→ PROBLEM TO WORK ON
Please convert only the lines of the records starting at the one that contains "If you could pin the kitten's tail" and ending at the final line of the records into a numbered list, leaving out any blank lines.

Stored data entries:
******************************
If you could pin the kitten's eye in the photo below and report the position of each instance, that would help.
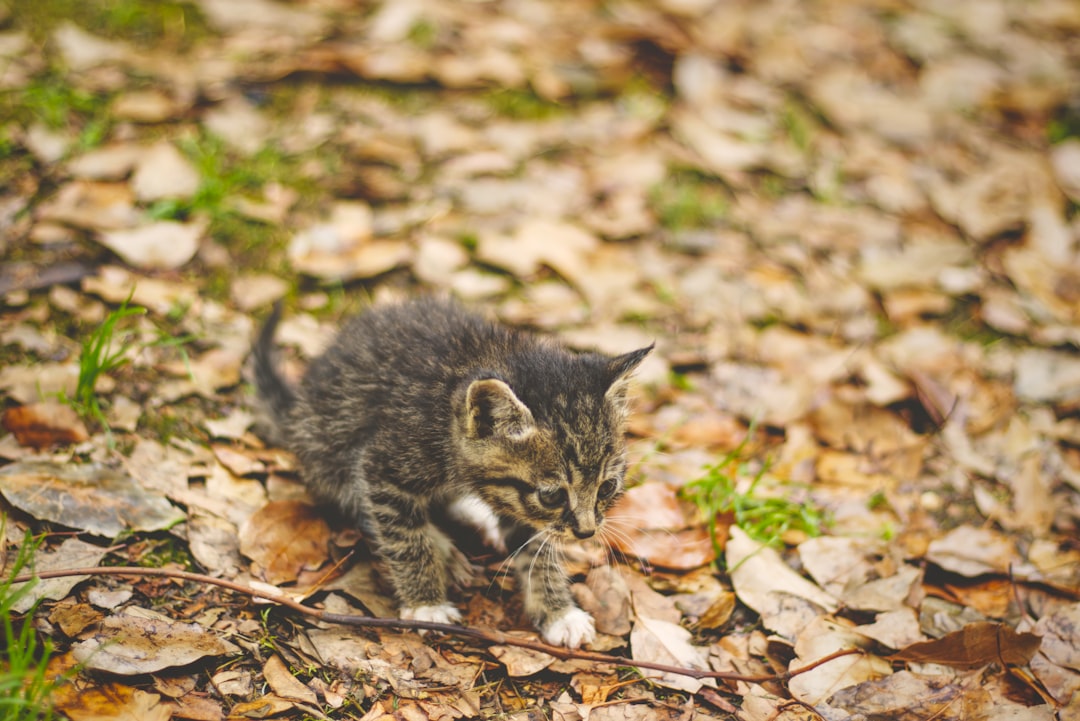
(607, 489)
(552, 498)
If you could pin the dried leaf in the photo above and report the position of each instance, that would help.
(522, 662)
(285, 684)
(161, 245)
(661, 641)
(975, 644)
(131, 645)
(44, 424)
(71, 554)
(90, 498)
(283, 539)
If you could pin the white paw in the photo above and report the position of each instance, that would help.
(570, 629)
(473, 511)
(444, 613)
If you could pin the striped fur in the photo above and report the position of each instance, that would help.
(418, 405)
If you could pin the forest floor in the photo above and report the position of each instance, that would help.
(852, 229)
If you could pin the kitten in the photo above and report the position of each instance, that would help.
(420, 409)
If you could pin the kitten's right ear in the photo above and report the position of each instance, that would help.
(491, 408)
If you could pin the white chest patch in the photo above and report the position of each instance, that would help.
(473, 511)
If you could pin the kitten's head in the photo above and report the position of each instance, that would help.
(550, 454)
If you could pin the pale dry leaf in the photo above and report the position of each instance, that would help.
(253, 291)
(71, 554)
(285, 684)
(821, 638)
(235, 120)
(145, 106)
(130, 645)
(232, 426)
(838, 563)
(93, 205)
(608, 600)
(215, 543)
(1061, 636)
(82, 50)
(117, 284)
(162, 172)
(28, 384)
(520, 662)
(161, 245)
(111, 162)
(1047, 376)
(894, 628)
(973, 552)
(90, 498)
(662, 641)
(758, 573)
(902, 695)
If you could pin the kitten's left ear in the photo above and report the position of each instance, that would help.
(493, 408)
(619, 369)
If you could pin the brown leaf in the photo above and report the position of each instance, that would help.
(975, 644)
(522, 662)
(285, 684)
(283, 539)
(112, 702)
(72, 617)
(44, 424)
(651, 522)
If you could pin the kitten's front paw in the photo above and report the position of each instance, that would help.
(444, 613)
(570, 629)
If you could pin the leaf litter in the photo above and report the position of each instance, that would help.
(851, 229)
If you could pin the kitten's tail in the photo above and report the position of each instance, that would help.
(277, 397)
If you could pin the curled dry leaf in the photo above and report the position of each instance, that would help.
******************************
→ PROBLEM SOLUTION
1. If you could pin the kitten's tail in the photo above and report the position of each instance, that would help.
2. (277, 397)
3. If you could pin the curled dry leaf in the photo above and report the position of each instance, that would help.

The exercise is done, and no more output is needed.